-- BEGIN DOCUMENT TEXT --
# "The Queen's Palaces" - BBC series



## ChrisAxia (Aug 22, 2011)

Hi everyone,

After a very busy summer, I finally completed work on two BBC series. The main one, "Empire" (5 episodes) for which I wrote close to 4 hours of music, and "The Queen's Palaces" (3 episodes) for which I wrote about an hour of music, but also adapted cues from previous series I had scored that the director chose to use, due to time and budget constraints. "The Queen's palaces" will air from 12 Sept on BBC1 at 9:00pm, with Empire due for broadcast either in October or February! Scheduling problems, I believe...

I plan to release both soundtracks, starting with "The Queen's palaces", and I thought some of you might like to hear a montage I put together, which begins with the short title music followed by the main theme. It's mostly regal and warm as you would expect, though there are of course 'dark' moments during the excellent story-telling by Fiona Bruce. Anyway, you can download the montage here https://www.sugarsync.com/pf/D6102102_9938095_85683

I understand a DVD deal for the USA was done well in advance. It appears Americans still like to see Royal related offerings!

The newest cues feature Hollywood Strings, Spitfire Perc etc whereas older 'tweaked' cues use QLSO/VSL for strings and percussion. A montage of "Empire" will be available soon, which is a much more epic sounding 'cinematic' score. Meanwhile, I hope you enjoy some of the themes from "The Queen's palaces".

~Chris


----------



## Simon Ravn (Aug 22, 2011)

Awesome, Chris! I always regarded the BBC series highly - and they really do an effort (and have a budget I guess) to put good music and good composers on their series. Congratulations - this is a huge one! Haven't listened yet but I will for sure.


----------



## ChrisAxia (Aug 22, 2011)

Thanks Simon! I'm honoured to hear from you, especially as I recently visited your website and was blown away by your recent work. Your compositions and orchestrations are impeccable, and the sense of space, depth and positioning of the instruments is excellent. I'm about to redo my whole template, so any advice on how you do what you do, would be greatly appreciated!

~Chris


----------



## Simon Ravn (Aug 22, 2011)
-- END DOCUMENT TEXT --
[BRIEF A]
Answer these questions using the forum thread about the music for the BBC series:
(i) How many episodes does "Empire" have?
(ii) On which channel and at what time will "The Queen's Palaces" air?
(iii) Which libraries do the older 'tweaked' cues use for strings and percussion?
[BRIEF B] List every sound library named in the forum thread about the BBC series music.
[BRIEF C] Continue the forum thread about the BBC series music, starting with the reply from Simon Ravn whose header ends the thread.
The material that follows this thread is not required for any task here.
-- BEGIN RECORD EXCERPTS --
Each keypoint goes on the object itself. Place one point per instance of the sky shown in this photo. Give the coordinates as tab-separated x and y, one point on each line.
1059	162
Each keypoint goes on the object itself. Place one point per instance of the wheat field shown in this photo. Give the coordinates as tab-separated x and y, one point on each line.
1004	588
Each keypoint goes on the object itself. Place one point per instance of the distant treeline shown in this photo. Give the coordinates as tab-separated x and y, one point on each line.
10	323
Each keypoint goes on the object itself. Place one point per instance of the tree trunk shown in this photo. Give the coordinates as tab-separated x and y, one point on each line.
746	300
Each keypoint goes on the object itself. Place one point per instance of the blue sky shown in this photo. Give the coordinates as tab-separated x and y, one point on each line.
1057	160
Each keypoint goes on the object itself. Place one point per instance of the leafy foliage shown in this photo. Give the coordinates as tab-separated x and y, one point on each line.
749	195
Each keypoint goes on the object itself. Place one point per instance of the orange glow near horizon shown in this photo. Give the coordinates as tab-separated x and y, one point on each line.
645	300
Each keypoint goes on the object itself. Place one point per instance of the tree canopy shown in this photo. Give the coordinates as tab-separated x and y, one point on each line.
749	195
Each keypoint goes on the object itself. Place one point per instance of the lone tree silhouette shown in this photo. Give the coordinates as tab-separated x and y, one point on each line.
-- END RECORD EXCERPTS --
[TASK RESPONSE A]
(i) Five episodes.
(ii) BBC1, at 9:00pm.
(iii) QLSO/VSL.

[TASK RESPONSE B]
Hollywood Strings
Spitfire Perc
QLSO
VSL

[TASK RESPONSE C]
Chris - oh thanks I have been reworking my template a lot during the past months, going from a 4 GigaStudio PC's setup to a 2 GS + 2 Vienna Ensemble Pro one, considering all the new libraries coming out for Kontakt/PLAY only. So right now I am in the middle of testing and deciding on a template myself, trying not to end up with a monster 500 track template in Logic...  Generally my philosophy is to get it sounding right with MIDI in the first place without much EQ'ing and just a hall reverb added - and then do some minor tweaks in the mixing phase at the end, that also helps to enhance clarity. If you have any specific questions just PM me, but I really mostly go by a "keep it simple" rule, regarding EQ/reverb/mix


----------



## ChrisAxia (Aug 22, 2011)

Hey Simon,

Yes, I know we are both having slight issues with Play 3 in our templates. I too have been 'keeping it simple' recently and realise that any shortcomings are more likely due to poor arrangement/orchestration. You get a really nice sense of depth/space though. What are you doing reverb wise? Are you using the Altiverb TODD AO approach or similar with different impulses for different sections (of dry VSL type samples)? I've just ordered Spaces in the hope it will be better than my present Altiverb setup, which I will use in conjunction with the UAD Lex 224 for the 'fairy dust'.


----------



## Rob (Aug 22, 2011)

congratulations, Chris, well deserved!


----------



## Stephen Baysted (Aug 22, 2011)

Lovely writing Chris! Great stuff.


----------



## ChrisAxia (Aug 22, 2011)

Thank you both!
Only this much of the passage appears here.